### PROVIDED TEXT:

Leveraging Brain Activity for Combat Systems
How can the player’s cognitive states contribute to game feel? Cinnamon & Antonyms is a top-down, melee-driven RPG that features layered combat systems. The game interfaces with an electroencephalogram (EEG) to modulate the avatar’s abilities based on the player’s level of concentration.
I began this project to memorialize my first foray into combat systems. Cinnamon & Antonyms was inspired by two talks at the 2022 Game Developers Conference: Ian Cofino’s “Dreamscaper: Killer Combat on an Indie Budget” and John Muñoz’s “Future Realities Summit: How NASA Has Translated Aerospace Research into Biofeedback Game Experiences.”
June 2022 — [Current]
Unreal Engine 4
WHAT KIND OF INFORMATION CAN WE GET OUT OF BRAIN ACTIVITY?
Understanding What You Can Do Versus What You Should Do
In my eleven years (!!) as an aspiring neuroscientist, there have only been a handful of moments when I'm reminded why I care so much about the brain—or rather, why my brain cares so much about herself. I was lucky to capture one of those moments during the early stages of this project, which I’ve clipped below.

### EXERCISE AIM:
Reproduce the page on using brain activity in combat systems in full, word for word.

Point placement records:
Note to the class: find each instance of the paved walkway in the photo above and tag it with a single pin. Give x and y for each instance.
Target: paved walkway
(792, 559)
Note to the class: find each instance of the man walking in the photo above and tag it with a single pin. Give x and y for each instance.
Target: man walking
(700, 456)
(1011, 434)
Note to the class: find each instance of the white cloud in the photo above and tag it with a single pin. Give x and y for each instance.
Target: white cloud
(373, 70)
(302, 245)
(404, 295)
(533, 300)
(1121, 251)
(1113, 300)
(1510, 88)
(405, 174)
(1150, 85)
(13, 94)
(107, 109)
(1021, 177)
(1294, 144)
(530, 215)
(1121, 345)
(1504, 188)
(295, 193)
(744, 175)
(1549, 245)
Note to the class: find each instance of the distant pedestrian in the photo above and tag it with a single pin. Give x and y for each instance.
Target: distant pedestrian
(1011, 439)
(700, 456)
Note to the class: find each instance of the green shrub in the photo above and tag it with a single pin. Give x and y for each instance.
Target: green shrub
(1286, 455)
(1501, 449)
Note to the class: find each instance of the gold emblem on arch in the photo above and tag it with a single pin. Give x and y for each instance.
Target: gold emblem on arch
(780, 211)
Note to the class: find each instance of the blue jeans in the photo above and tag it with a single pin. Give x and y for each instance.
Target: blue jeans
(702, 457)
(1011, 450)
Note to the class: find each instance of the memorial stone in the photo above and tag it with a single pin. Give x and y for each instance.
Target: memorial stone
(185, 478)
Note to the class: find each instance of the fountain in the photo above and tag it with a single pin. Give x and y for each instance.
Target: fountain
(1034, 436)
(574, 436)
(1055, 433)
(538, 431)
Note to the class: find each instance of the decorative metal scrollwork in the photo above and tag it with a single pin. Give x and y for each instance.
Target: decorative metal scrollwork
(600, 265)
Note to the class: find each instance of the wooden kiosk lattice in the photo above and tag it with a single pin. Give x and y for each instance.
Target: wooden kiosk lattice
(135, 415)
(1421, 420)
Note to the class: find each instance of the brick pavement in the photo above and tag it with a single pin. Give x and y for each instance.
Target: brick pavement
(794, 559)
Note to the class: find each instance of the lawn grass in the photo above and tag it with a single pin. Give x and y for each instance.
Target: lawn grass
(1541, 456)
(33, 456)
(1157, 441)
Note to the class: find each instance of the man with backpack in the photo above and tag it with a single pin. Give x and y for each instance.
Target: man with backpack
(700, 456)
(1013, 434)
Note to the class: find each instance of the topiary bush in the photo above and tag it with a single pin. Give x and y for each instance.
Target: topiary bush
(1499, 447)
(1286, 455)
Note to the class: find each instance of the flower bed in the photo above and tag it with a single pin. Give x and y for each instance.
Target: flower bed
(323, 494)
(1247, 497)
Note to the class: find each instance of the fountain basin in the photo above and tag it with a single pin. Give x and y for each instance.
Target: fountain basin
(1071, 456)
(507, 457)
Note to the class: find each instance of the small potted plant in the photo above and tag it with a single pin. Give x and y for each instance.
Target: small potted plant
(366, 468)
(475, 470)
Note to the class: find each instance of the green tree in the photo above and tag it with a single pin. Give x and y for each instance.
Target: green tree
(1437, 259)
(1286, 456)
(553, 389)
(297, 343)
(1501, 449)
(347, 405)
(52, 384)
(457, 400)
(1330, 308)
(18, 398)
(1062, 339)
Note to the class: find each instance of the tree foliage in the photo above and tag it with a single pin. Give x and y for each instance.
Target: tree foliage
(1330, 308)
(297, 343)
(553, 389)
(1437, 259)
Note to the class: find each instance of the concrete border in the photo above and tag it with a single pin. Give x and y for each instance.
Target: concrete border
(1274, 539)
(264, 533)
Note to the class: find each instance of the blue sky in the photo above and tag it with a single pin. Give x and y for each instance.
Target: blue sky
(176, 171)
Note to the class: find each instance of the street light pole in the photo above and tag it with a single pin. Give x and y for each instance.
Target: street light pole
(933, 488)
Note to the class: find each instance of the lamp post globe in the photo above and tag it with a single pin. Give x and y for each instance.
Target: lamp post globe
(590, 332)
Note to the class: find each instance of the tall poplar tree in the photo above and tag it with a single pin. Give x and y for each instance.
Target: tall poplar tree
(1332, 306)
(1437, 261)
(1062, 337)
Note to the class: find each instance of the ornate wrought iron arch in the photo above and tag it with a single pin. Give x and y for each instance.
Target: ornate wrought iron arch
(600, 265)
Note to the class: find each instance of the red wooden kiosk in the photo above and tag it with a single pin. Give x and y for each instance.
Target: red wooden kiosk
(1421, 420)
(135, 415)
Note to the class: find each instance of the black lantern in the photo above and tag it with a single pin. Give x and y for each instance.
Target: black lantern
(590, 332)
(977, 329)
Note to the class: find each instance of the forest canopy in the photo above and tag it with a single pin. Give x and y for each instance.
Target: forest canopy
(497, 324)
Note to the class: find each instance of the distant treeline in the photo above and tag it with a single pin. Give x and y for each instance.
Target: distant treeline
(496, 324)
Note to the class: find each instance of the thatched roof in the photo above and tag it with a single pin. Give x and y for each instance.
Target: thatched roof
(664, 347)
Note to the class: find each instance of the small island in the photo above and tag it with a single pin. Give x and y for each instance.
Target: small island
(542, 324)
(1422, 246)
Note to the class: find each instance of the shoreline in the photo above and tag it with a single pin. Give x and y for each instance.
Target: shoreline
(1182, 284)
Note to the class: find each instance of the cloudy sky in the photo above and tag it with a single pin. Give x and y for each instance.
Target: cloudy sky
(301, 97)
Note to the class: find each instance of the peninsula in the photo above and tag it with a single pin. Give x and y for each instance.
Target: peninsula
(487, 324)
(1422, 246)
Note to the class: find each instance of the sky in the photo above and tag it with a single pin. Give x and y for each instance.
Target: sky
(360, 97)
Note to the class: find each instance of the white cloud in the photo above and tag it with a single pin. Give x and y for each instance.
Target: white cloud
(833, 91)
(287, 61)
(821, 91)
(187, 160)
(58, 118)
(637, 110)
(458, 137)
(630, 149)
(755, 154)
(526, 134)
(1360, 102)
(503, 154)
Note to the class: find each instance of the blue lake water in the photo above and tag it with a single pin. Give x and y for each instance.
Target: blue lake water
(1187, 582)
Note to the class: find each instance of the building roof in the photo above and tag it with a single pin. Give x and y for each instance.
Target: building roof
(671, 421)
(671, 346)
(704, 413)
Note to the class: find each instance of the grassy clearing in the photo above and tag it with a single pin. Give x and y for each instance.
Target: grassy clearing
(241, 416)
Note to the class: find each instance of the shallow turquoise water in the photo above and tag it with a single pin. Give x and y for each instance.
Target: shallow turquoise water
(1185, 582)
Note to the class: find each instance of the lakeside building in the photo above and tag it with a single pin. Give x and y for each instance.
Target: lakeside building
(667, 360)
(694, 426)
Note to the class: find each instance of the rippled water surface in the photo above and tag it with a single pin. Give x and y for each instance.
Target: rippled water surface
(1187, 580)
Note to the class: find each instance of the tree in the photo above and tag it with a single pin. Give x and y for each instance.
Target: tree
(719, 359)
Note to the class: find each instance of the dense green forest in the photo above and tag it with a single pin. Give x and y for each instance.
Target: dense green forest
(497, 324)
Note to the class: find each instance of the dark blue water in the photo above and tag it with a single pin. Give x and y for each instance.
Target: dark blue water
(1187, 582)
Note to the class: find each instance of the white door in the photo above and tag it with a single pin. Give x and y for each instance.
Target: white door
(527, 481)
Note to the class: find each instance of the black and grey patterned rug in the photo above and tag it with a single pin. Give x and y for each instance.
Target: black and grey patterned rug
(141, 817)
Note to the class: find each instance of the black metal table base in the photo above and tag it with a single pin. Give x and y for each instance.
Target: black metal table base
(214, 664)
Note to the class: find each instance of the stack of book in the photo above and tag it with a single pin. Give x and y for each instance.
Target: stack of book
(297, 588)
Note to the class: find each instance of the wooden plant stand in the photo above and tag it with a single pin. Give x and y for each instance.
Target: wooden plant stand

### IN RESPONSE:
Leveraging Brain Activity for Combat Systems
How can the player’s cognitive states contribute to game feel? Cinnamon & Antonyms is a top-down, melee-driven RPG that features layered combat systems. The game interfaces with an electroencephalogram (EEG) to modulate the avatar’s abilities based on the player’s level of concentration.
I began this project to memorialize my first foray into combat systems. Cinnamon & Antonyms was inspired by two talks at the 2022 Game Developers Conference: Ian Cofino’s “Dreamscaper: Killer Combat on an Indie Budget” and John Muñoz’s “Future Realities Summit: How NASA Has Translated Aerospace Research into Biofeedback Game Experiences.”
June 2022 — [Current]
Unreal Engine 4
WHAT KIND OF INFORMATION CAN WE GET OUT OF BRAIN ACTIVITY?
Understanding What You Can Do Versus What You Should Do
In my eleven years (!!) as an aspiring neuroscientist, there have only been a handful of moments when I'm reminded why I care so much about the brain—or rather, why my brain cares so much about herself. I was lucky to capture one of those moments during the early stages of this project, which I’ve clipped below.